§ Aim of the exercise: This exercise calls for every record to be returned exactly, with pictures removed.

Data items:

· · · ·

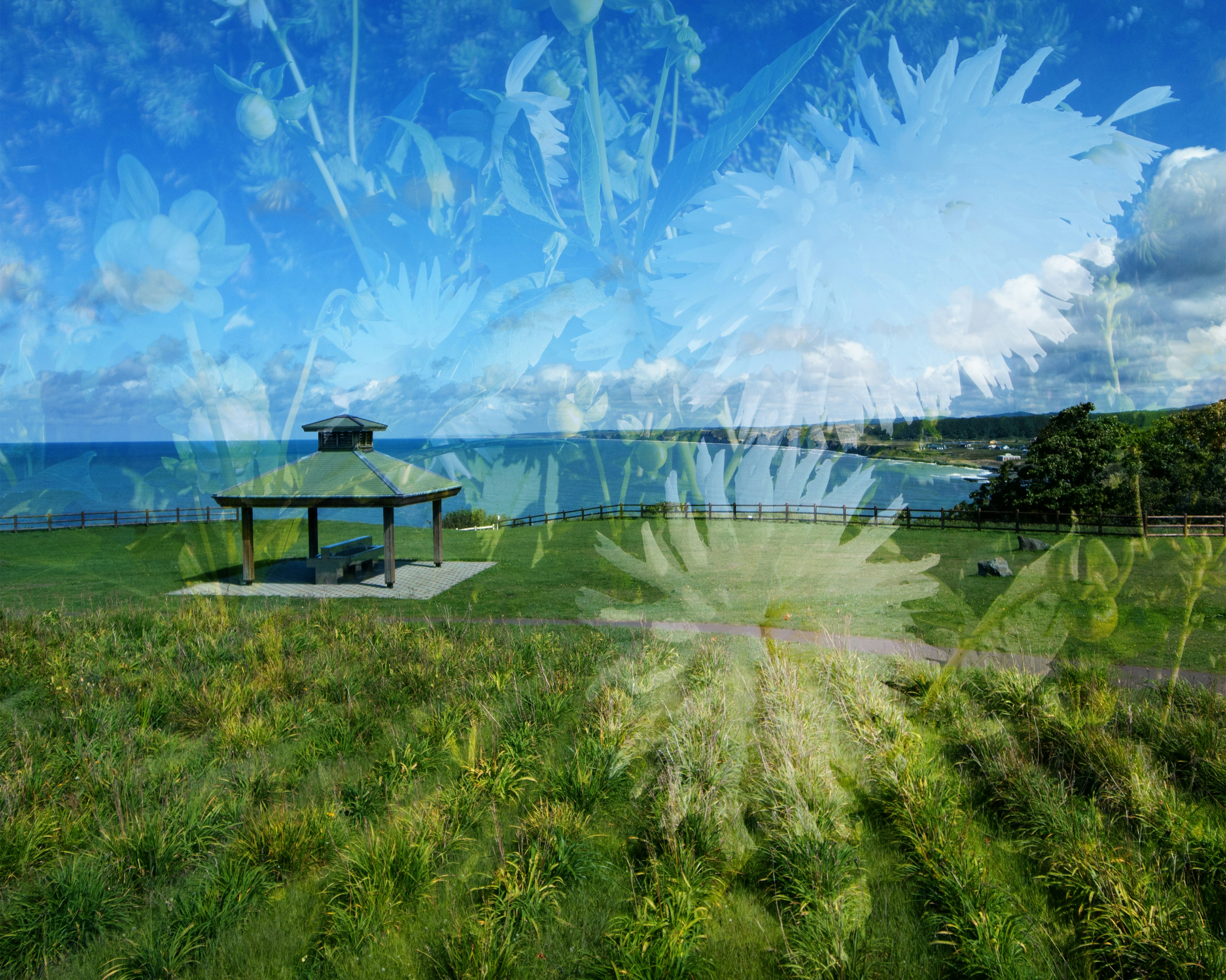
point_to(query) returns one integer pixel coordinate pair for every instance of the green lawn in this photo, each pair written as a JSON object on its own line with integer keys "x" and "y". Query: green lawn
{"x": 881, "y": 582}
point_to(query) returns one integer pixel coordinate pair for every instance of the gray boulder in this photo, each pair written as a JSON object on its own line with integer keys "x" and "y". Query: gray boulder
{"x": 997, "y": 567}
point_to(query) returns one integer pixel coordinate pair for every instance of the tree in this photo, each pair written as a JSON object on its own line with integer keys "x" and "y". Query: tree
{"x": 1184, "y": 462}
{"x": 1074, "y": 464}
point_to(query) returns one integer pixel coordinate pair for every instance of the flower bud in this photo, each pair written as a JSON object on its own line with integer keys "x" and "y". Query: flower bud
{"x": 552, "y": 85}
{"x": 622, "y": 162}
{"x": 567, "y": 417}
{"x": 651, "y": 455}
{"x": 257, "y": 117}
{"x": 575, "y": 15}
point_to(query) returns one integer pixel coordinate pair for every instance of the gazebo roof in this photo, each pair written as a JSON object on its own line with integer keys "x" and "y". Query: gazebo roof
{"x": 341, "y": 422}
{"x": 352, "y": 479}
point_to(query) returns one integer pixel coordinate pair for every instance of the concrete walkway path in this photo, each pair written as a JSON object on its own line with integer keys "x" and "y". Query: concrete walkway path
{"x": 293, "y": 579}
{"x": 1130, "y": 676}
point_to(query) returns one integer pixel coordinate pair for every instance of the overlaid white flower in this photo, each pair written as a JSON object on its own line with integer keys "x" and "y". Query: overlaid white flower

· · · ·

§ Response box:
point_to(query) returns one integer pixel coordinate pair for every instance of the green lawn in this photo, each pair written as a JSON object on its own line with integer keys "x" and "y". Query: green lawn
{"x": 881, "y": 582}
point_to(query) returns one integer pixel coordinate pair for every instance of the gray boulder in this photo, each pair written as a JSON object on its own line with integer keys "x" and "y". Query: gray boulder
{"x": 997, "y": 567}
point_to(query) returns one integer pixel coordinate pair for every instance of the tree in this photo, each pair written as a JSON object on its own line with integer keys "x" and "y". Query: tree
{"x": 1184, "y": 462}
{"x": 1074, "y": 464}
point_to(query) returns one integer pixel coordinate pair for every instance of the flower bud in this photo, each pair written as a JSON object on its own line with integer keys "x" and "y". Query: flower bud
{"x": 552, "y": 85}
{"x": 622, "y": 162}
{"x": 567, "y": 417}
{"x": 651, "y": 455}
{"x": 257, "y": 117}
{"x": 575, "y": 15}
point_to(query) returns one integer pixel coordinate pair for every instance of the gazebo roof in this photo, each pair written as a JSON object on its own line with integer keys "x" and "y". Query: gazebo roof
{"x": 341, "y": 422}
{"x": 352, "y": 479}
point_to(query) returns one integer pixel coordinate pair for every instance of the concrete walkway path in this photo, each pair written as a JSON object on its own line with integer keys "x" and "y". Query: concrete walkway path
{"x": 293, "y": 579}
{"x": 1130, "y": 676}
point_to(query) returns one integer pixel coordinate pair for every instance of the overlaid white flower in this photo, each pair written as a JSON object on its own line with integer keys "x" and "y". Query: overlaid white flower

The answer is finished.